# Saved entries

[Start of section]

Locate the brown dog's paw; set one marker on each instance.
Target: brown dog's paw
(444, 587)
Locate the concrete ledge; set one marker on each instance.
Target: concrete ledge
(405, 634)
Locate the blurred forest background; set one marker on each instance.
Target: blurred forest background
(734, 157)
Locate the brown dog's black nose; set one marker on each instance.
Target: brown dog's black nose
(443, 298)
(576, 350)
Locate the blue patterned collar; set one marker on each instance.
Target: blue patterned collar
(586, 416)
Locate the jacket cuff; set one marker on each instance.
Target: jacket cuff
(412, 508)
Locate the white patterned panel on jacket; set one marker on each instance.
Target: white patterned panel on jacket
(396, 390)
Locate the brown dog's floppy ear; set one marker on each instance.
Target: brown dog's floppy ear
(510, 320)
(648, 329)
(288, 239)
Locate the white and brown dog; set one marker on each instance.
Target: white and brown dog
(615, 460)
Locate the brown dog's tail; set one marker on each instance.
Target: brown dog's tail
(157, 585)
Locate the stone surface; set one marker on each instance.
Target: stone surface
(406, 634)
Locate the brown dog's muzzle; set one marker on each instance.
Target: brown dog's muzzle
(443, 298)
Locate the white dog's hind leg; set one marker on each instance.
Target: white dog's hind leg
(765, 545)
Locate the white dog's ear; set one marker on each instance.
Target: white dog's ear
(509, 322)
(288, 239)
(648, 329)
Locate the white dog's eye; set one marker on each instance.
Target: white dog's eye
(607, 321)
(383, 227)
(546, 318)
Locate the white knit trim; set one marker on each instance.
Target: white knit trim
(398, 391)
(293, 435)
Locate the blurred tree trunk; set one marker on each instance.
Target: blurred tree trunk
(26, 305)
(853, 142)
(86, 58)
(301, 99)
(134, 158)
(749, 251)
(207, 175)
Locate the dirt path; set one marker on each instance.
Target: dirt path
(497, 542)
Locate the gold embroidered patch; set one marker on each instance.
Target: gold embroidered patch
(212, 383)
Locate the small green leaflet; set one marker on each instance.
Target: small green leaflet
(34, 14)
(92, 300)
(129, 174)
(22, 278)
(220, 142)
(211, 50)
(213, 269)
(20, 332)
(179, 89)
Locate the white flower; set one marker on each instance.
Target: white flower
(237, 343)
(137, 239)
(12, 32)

[End of section]

# WHAT YOU HAVE TO DO
Beginning at the line above with "Locate the white patterned" and finishing at the line with "Locate the brown dog's floppy", return each line exactly and return nothing else.

# EXERCISE OUTPUT
Locate the white patterned panel on jacket; set one marker on each instance.
Target: white patterned panel on jacket
(396, 390)
Locate the brown dog's floppy ear; set one marker on each instance.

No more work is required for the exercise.